---------- Excerpted data

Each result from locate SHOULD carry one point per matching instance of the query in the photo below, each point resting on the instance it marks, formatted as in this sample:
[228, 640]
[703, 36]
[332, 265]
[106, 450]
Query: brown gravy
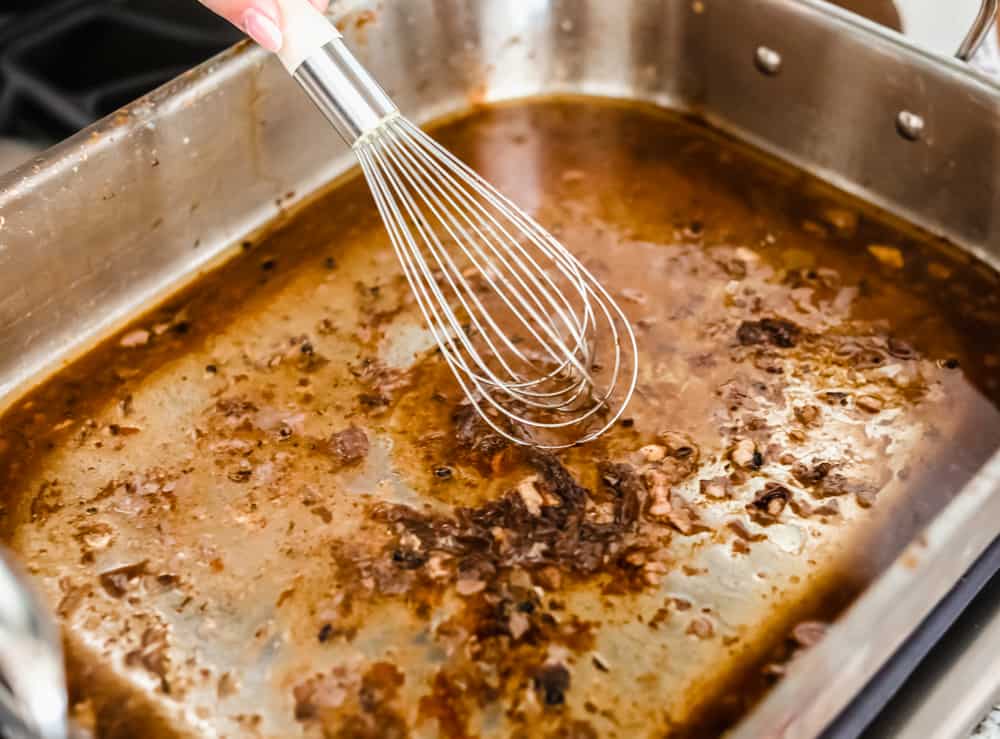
[254, 517]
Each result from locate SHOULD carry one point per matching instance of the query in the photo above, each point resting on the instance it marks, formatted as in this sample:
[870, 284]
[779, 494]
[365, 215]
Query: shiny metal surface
[32, 697]
[956, 684]
[139, 205]
[981, 27]
[344, 91]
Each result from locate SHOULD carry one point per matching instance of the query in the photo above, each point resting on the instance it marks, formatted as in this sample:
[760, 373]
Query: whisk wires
[533, 339]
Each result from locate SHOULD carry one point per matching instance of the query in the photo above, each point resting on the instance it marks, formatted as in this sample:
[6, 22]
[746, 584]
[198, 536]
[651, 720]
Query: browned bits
[718, 488]
[138, 337]
[152, 655]
[349, 446]
[768, 504]
[744, 454]
[552, 682]
[812, 474]
[808, 415]
[773, 331]
[809, 633]
[701, 627]
[869, 403]
[900, 349]
[117, 582]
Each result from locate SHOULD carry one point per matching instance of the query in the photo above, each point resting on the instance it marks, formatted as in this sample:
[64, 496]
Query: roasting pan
[144, 202]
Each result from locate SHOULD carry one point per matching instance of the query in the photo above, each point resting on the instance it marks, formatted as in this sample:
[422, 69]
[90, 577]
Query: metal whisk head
[532, 337]
[536, 343]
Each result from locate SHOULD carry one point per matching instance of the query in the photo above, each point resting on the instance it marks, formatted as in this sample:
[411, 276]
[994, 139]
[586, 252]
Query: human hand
[260, 19]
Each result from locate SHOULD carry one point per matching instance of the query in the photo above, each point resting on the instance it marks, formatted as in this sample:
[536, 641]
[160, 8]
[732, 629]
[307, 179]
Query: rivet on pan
[909, 125]
[767, 60]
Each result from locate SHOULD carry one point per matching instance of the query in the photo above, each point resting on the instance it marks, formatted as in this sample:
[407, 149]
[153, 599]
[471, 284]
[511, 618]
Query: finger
[259, 19]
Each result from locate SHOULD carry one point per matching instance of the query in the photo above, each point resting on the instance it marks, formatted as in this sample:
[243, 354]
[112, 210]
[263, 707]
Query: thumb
[259, 19]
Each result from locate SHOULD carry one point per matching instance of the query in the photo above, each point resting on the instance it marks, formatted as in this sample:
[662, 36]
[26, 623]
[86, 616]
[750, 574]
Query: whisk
[536, 343]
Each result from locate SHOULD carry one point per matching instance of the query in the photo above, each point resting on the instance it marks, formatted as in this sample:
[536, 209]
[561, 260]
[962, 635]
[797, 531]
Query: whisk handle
[317, 57]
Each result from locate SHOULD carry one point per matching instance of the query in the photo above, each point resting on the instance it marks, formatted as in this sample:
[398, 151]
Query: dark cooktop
[66, 63]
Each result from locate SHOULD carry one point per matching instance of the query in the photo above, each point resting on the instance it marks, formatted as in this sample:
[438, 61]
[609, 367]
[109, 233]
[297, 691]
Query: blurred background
[66, 63]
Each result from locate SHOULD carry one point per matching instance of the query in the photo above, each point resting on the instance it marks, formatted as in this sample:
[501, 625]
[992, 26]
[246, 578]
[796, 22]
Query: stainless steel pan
[143, 202]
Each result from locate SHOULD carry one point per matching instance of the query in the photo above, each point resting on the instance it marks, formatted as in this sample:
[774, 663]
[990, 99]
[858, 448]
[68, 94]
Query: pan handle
[981, 27]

--------------------

▸ **Required work**
What is needed is a word-for-word copy of the data, minus its pictures.

▸ **Problem solution**
Each result from locate SHOULD carry one point per matching instance of the query in the photo below, each point resting on the instance it marks, formatted as in this sample:
[228, 640]
[703, 36]
[332, 265]
[106, 450]
Query: brown gravy
[254, 517]
Each result from locate SHOULD carry one point per matching instance of the query in the photo above, each point resting on the instance it marks, formatted as in this sample:
[870, 284]
[779, 494]
[365, 215]
Query: shiny metal surface
[32, 697]
[956, 684]
[139, 205]
[981, 27]
[344, 91]
Each result from locate SHOULD carry one point per matching instance of the query in the photo above, each point resting on the instance it marks, formatted as in this sample:
[760, 373]
Query: whisk wires
[533, 339]
Each result from locate SHOULD carry one point per matching instance of the query in the photo above, each point resting on the instance it marks, formatted as in this sample:
[6, 22]
[746, 584]
[198, 536]
[651, 720]
Query: browned bits
[718, 488]
[138, 337]
[152, 655]
[349, 446]
[768, 504]
[744, 454]
[552, 682]
[812, 474]
[808, 415]
[773, 331]
[809, 633]
[701, 627]
[869, 403]
[900, 349]
[117, 582]
Each result from locate SHOULD carry one point per matching instance of the query in the photo above, each point resting on the instance it marks, formatted as in this sample:
[64, 496]
Query: roasting pan
[144, 202]
Each result from locate SHOULD carry one point per matching instance of the query in the photo above, each point resting on the instance it marks, formatted as in this sample:
[422, 69]
[90, 577]
Query: metal whisk head
[532, 337]
[536, 343]
Each result from locate SHOULD carry one point per matching instance of the query in the photo above, each point resting on the instance it marks, formatted as in this sample:
[411, 276]
[994, 139]
[586, 252]
Query: human hand
[260, 19]
Each result from locate SHOULD carry one point per matching instance of the query in the photo above, each point resting on the instance it marks, formatted as in this sample:
[536, 641]
[160, 8]
[732, 629]
[307, 179]
Query: rivet on pan
[909, 125]
[767, 60]
Each result from locate SHOULD carry one point per matching instance of the query in the photo above, each point resting on the instance it marks, formatted as in this sample:
[407, 149]
[153, 599]
[471, 284]
[511, 618]
Query: finger
[259, 19]
Each result from locate SHOULD carry one point per matching instance of the query in the photo above, each point resting on the instance it marks, formatted as in this sample:
[243, 354]
[112, 210]
[263, 707]
Query: thumb
[259, 19]
Each result from locate SHOULD carry one point per matching instance of the query in the photo above, each point resting on the instance it marks, formatted as in this sample:
[662, 36]
[26, 623]
[86, 616]
[750, 574]
Query: whisk
[536, 343]
Each result from locate SHOULD carry one point per matching instance of the query in the photo above, each point resting on the instance it marks, formatted as in this sample:
[536, 209]
[561, 260]
[962, 635]
[797, 531]
Query: whisk handle
[317, 57]
Each result from locate SHOULD carry one point per matching instance of the query in the photo above, each point resting on the instance it marks, formatted as in this sample:
[398, 151]
Query: dark cooktop
[66, 63]
Each result from locate SHOULD carry one point per matching instance of the query in the photo above, each point resting on the instance it marks, formatted as in this sample:
[438, 61]
[609, 367]
[109, 233]
[297, 691]
Query: blurred background
[66, 63]
Each result from locate SHOULD carry one point per matching instance of the query in the photo above, each point resting on the instance it marks, formatted as in this sample:
[501, 625]
[992, 26]
[246, 578]
[796, 22]
Query: stainless steel pan
[143, 202]
Each result from locate SHOULD carry one point per matching instance of the query in the photo above, each point resting on the instance it marks, formatted as in this sample:
[774, 663]
[990, 99]
[858, 448]
[68, 94]
Query: pan handle
[981, 27]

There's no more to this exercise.